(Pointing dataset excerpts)
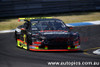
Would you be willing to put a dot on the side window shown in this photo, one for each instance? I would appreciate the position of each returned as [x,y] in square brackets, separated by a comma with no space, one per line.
[26,25]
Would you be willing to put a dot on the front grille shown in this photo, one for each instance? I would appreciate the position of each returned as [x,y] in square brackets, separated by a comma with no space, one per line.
[57,43]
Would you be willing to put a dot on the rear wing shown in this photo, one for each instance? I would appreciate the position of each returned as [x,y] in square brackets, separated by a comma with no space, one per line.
[28,19]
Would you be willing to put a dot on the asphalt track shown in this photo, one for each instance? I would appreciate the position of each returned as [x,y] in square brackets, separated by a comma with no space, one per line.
[11,56]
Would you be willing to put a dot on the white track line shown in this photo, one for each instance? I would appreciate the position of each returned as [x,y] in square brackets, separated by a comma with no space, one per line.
[93,22]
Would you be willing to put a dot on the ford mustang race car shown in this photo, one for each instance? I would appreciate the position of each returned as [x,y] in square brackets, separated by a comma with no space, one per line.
[46,34]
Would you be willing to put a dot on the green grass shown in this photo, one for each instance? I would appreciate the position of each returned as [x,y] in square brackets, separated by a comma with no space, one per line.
[6,24]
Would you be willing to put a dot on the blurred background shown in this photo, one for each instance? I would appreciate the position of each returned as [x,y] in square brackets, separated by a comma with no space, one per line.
[70,11]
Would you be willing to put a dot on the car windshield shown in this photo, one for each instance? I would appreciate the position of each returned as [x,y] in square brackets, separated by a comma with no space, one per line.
[48,25]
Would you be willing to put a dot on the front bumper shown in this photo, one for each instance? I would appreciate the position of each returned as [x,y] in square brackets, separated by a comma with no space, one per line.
[36,48]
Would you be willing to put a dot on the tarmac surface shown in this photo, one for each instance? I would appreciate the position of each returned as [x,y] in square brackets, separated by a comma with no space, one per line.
[12,56]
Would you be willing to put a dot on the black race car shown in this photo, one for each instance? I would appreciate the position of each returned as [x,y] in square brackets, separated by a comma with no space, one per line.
[46,35]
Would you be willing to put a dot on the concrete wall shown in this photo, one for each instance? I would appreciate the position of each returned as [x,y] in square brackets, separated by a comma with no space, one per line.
[31,7]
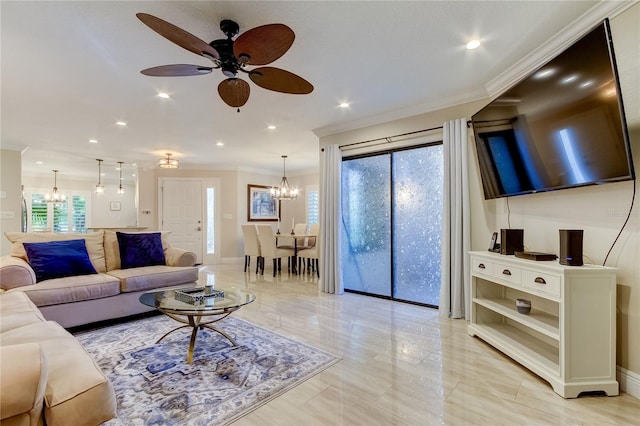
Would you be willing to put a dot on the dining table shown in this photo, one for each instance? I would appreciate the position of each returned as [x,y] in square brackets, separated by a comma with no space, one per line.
[295,237]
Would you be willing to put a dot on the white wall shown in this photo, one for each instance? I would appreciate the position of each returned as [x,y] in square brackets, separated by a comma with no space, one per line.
[10,196]
[598,210]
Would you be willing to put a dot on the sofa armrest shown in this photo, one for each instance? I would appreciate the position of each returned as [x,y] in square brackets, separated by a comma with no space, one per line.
[15,272]
[179,257]
[23,380]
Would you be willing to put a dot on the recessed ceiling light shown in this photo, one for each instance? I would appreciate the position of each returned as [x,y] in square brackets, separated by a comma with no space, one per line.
[544,73]
[473,44]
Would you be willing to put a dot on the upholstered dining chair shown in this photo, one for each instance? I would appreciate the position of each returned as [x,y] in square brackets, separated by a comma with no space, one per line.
[309,242]
[251,246]
[309,256]
[269,249]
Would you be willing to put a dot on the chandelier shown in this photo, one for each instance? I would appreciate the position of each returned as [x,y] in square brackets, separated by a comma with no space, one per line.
[99,186]
[55,196]
[120,188]
[284,191]
[168,162]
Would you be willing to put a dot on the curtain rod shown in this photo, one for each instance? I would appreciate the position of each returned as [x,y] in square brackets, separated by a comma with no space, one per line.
[388,138]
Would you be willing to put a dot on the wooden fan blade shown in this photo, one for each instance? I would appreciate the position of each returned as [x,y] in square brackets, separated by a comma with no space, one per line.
[263,45]
[234,92]
[179,36]
[176,70]
[280,80]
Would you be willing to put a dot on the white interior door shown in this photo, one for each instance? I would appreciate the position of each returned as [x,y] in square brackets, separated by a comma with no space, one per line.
[182,213]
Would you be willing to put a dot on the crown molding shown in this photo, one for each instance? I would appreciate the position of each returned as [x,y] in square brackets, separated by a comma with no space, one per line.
[557,44]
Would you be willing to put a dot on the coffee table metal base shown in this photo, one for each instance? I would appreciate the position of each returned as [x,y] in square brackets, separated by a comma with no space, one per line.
[196,323]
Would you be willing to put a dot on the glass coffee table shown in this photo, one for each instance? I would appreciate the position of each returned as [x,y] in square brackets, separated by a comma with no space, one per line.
[207,311]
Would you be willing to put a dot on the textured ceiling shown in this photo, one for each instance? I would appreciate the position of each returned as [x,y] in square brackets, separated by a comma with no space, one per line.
[71,69]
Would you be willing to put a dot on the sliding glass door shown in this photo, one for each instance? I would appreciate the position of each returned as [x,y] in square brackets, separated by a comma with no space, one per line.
[392,222]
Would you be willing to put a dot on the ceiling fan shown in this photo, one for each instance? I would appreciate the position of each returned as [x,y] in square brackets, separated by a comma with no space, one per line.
[257,46]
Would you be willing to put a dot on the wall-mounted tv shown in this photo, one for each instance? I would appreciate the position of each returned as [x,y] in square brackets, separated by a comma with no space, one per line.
[561,127]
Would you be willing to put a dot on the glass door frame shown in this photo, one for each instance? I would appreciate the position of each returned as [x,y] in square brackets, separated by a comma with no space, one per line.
[390,153]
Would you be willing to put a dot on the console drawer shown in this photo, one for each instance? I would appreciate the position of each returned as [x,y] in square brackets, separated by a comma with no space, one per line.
[481,266]
[508,273]
[543,283]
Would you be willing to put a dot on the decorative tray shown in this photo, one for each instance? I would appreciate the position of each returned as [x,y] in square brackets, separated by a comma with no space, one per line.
[197,296]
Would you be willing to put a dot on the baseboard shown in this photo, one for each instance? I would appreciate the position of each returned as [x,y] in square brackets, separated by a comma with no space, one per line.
[629,382]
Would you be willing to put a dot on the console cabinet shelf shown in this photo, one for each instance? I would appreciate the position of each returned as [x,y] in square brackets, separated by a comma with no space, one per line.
[569,336]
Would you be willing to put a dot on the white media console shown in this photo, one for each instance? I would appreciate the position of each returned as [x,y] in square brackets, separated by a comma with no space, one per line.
[569,337]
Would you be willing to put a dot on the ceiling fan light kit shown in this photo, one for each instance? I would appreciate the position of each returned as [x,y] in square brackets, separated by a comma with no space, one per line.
[257,46]
[168,162]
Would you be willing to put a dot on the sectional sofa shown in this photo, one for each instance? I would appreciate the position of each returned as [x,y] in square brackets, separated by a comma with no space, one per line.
[47,377]
[112,292]
[50,282]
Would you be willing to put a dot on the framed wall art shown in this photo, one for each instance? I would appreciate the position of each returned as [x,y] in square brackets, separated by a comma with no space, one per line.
[261,206]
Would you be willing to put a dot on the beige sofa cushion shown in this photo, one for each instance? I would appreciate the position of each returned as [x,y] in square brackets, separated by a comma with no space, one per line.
[71,289]
[150,277]
[77,392]
[93,240]
[24,373]
[17,310]
[112,250]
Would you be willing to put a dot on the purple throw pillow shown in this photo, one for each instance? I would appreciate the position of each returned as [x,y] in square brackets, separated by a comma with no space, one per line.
[58,259]
[138,250]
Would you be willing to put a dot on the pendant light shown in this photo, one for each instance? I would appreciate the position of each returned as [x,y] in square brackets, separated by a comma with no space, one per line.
[168,162]
[55,196]
[284,191]
[99,186]
[120,188]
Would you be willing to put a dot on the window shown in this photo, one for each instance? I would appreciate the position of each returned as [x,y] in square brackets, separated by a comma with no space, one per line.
[57,217]
[392,224]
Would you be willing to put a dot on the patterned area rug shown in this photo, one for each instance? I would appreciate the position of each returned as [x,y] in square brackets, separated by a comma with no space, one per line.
[155,386]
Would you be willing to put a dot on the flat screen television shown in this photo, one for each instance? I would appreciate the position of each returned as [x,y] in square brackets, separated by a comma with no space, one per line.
[561,127]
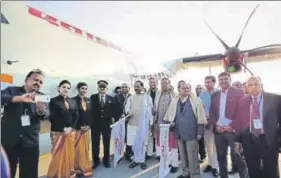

> AIM:
Return every line of the listing above that contains the word "mustang".

> RESPONSE TO THIS TASK:
Would you be willing to put a dot on the ford mustang race car shown in this photo, one for each instance? I would appreciate the position of each returned as [x,y] in square brackets, separated by a comma with no space, one per line.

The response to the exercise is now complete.